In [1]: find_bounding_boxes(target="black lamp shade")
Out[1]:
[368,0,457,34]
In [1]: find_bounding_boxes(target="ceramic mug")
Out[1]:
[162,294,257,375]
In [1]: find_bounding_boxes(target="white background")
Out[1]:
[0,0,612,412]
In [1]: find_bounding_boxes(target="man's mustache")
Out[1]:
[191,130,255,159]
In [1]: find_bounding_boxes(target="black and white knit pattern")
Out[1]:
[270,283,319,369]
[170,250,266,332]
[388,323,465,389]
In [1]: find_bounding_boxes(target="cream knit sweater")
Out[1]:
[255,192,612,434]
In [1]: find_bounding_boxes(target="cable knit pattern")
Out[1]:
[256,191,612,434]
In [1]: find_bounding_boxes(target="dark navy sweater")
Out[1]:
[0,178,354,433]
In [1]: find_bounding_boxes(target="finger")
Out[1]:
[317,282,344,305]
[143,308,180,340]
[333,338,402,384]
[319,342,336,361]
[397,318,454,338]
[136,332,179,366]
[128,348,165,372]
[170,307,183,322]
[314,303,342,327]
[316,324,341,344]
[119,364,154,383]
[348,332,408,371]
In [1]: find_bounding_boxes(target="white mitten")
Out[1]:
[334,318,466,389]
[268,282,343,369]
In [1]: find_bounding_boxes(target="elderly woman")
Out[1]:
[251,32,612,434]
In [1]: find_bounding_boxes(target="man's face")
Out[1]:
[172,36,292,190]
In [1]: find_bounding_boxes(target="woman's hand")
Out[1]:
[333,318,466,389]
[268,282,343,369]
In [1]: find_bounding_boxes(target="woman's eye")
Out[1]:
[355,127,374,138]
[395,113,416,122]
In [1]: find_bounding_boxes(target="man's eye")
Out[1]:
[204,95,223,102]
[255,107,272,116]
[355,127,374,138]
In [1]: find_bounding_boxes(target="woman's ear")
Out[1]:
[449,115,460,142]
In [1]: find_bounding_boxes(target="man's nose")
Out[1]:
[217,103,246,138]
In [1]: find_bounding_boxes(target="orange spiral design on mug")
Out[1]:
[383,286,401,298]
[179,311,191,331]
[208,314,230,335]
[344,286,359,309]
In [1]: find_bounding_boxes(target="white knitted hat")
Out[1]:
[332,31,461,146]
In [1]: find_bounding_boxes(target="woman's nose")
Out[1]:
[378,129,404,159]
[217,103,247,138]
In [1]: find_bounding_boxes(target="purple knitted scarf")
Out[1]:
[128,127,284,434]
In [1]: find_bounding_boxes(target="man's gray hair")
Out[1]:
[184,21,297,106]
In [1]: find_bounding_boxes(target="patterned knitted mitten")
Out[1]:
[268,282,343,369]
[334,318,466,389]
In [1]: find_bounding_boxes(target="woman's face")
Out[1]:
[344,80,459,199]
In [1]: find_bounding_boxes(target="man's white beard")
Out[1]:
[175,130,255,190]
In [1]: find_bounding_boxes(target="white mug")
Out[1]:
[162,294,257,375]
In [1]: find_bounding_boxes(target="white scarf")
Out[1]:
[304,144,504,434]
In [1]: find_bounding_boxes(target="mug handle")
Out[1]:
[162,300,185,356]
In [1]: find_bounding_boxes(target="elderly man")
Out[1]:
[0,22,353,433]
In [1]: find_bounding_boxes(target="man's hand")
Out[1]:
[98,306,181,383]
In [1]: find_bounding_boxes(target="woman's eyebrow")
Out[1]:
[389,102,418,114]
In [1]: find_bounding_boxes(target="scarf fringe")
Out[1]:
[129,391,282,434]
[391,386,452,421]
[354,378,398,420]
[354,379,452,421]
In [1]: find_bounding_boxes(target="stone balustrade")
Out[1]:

========================

### GOAL OF THE EXERCISE
Copy out the records from their first line through the line containing "[0,178,354,433]", inclusive, reproducing each line exactly.

### REPLY TO THE EXERCISE
In [1]: find_bounding_boxes(target="black lamp shade")
Out[1]:
[368,0,457,34]
In [1]: find_bounding_boxes(target="ceramic mug")
Out[1]:
[162,294,257,375]
In [1]: find_bounding_boxes(target="white background")
Out[1]:
[0,0,612,412]
In [1]: find_bounding_boxes(target="man's mustache")
Out[1]:
[191,130,255,159]
In [1]: find_bounding_boxes(target="black and white knit pattern")
Out[1]:
[270,283,319,369]
[170,250,266,332]
[388,323,465,389]
In [1]: find_bounding_boxes(target="cream knit sweater")
Out[1]:
[255,192,612,434]
In [1]: find_bounding_boxes(target="cable knit pattern")
Out[1]:
[256,191,612,434]
In [1]: find_bounding_boxes(target="dark navy sweater")
Out[1]:
[0,178,354,433]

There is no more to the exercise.